At each stage, the individual units are held in place using a vacuum source so that alignment is maintained. If the alignment is not maintained, this may lead to

a lack of quality in the finished product, or unreliability in the inspection phase. In either case, this leads to an unnecessarily high rejection rate, which will ultimately have a detrimental effect on economic measures, such as "units per hour" (UPH) of the process.

An example of how this misalignment may affect the UPH of the process is the effect on the required vacuum level for the ICU's whilst on the net table. In this case, the vacuum must maintain a seal of at least 90%. For a typical substrate of 36 pieces, it follows that if 4 units are misaligned, the vacuum will drop below 90%, leading to a rejection of the batch, not through lack of quality, but merely for misalignment.

This misalignment can occur at many different stages, including washing and drying of the units post-dicing. A more direct cause is the release of the units from the unit picker to the net table, just prior to engagement of the vacuum, either through the mere act of transfer, or in the case of inserts, in the translational shift caused by the deformation of the polymer insert.

It would therefore be advantageous to avoid this misalignment during the transfer from the unit picker to the net table.

Summary of Invention

In general terms, the invention comprises a location device having a plurality of apertures, said apertures having peripheral barrier elements, such that the location device may be arranged with a net base plate to form recesses into which integrated circuit units may be placed.

In a first aspect, the invention provides a net table comprising a net base plate having an array of regions, each for receiving an integrated circuit unit (ICU); each of said regions in communication with a vacuum source; a location device having a plurality of apertures, said apertures having peripheral barrier elements, wherein the location device and net base plate are arranged such that each region corresponds to an aperture, and consequently the peripheral barrier elements and regions forming an array of recesses into which the integrated circuit units fit.

In a second aspect, the invention provides a location device for use with a net table, said net table comprising a net base plate having an array of regions, each for receiving an integrated circuit unit (ICU); each of said regions in communication with a vacuum source; the location device having a plurality of apertures, said apertures having peripheral barrier elements, wherein; the location device and net base plate are arranged such that each region corresponds to an aperture, and consequently the peripheral barrier elements

and regions forming an array of recesses into which the integrated circuit units fit.

In a third aspect, the invention provides a method for placing a plurality of ICU's on a net table comprising the steps of providing a net base plate having an array of regions for receiving the ICU's; providing a location device having peripheral barrier elements; engaging the location device and net base plate such that the peripheral barrier elements and regions form recesses; depositing the ICU's from a carrier to the recesses.

### To do
1. List the steps of the method given in the third aspect of the net table text.
2. Write a continuation of the net table text, starting right after its last sentence.
The records play no part in this work.

### Extracted data
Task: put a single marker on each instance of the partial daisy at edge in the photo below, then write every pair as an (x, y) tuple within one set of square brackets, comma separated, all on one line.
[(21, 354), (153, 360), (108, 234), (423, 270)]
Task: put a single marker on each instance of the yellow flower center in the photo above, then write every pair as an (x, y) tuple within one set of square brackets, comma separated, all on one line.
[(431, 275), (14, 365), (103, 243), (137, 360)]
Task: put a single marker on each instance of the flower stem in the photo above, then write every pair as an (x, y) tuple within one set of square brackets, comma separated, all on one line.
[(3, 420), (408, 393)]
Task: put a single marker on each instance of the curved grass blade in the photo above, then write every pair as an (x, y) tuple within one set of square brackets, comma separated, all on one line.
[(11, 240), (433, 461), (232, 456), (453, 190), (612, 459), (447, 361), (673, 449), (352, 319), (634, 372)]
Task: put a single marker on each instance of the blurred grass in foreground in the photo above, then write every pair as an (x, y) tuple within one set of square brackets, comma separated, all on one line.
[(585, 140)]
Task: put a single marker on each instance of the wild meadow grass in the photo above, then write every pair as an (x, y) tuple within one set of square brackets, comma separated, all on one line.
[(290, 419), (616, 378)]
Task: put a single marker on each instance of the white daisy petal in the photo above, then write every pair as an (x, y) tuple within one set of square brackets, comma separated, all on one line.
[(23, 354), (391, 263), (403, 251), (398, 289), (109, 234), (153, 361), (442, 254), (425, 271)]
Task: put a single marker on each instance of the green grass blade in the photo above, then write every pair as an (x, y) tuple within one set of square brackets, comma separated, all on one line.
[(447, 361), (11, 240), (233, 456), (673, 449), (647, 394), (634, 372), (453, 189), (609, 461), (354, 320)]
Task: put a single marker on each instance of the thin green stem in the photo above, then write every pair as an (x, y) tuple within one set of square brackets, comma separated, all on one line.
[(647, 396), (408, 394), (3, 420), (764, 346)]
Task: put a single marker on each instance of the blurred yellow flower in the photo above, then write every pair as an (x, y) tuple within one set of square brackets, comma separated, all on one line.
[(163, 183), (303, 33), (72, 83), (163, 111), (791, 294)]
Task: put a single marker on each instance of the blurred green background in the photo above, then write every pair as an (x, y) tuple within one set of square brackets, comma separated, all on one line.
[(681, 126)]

### Responses for each task
1.
- Providing a net base plate having an array of regions for receiving the ICU's
- Providing a location device having peripheral barrier elements
- Engaging the location device and net base plate such that the peripheral barrier elements and regions form recesses
- Depositing the ICU's from a carrier to the recesses

2.
Thus, the addition of the location device to the net base plate creates an array of recesses rather than merely regions. Prior to the introduction of a vacuum, the ICU's are held spatially and so avoiding misalignment during transfer.

The invention may be applied to a range of such processes, and it will be understood by the skilled worker that the invention is applicable to different dicing and ICU handling processes. As a purely illustrative example, and referring to the applicant's publication WO 2006/022597, the net table of the present invention may replace that shown in Figure 10a of WO 2006/022597, and in particular, replace the net block 10a sown in this figure.

In a preferred embodiment, the peripheral barrier elements may be selectively lowerable to facilitate placement of the ICU's within the regions. It may be further advantageous if the ICU's could be placed onto a flat surface rather than

dropped into a recess. By having the peripheral barrier elements lowerable, the ICU's may be conveniently lowered onto the flat net base plate so as to avoid interference when the ICU's are first disengaged.

In a more preferred embodiment, the peripheral barrier elements (PBE's) may be lowered through resilient depression of the location device by a depression means. In a further embodiment, one means of lowering the peripheral barrier elements may be through having the unit picker push down onto the location device, and so automatically push the PBE's down, at the right time.

Alternatively, the PBE's may be subject to a mechanism which lowers and/or raises the PBE's at a pre-determined time. Such a mechanism may be include an electric or hydraulic motor which operates one or more levers or projections to move the PBE's, possibly along a rail or conduit, or through use of guide posts, or dowels, such that the location device may be guided along the path of such a dowel.

In a more preferred embodiment, the peripheral barrier elements may then be raised selectively so as to spatially fix the ICU's at the most advantageous moment.

In a preferred embodiment, the location device may be biased against a spring or series of spring, possibly located within the net base plate, such that when the PBE's are lowered, there is a resilient force tending to push the PBE's back

into position. Thus, on release of the PBE's by the unit picker, or other lowering device, the PBE's may resiliency re-position themselves, and so automatically fix the ICU's spatially.

In a preferred embodiment, the location device may include elements integral with the net base plate. Thus, the PBE's may be members within the net base plate which operate integrally with the net base plate. Alternatively, the location device may be a separable item, such as a separate plate that fits onto the net base plate as a separate but engageable layer. In a further alternative, the location device may be a combination of integral members and a separate plate, layer or template. All such permutation will fall within the understanding of the skilled person as being variation within the present invention.

In a preferred embodiment, the regions may include polymer inserts upon which the ICU's are positioned, said inserts having conduits through which the vacuum source is applied to the ICU's. In some instances, polymer, including rubber, inserts are used with the regions of the net base plate. Any such use of inserts will still allow engagement of the ICU's by the vacuum source.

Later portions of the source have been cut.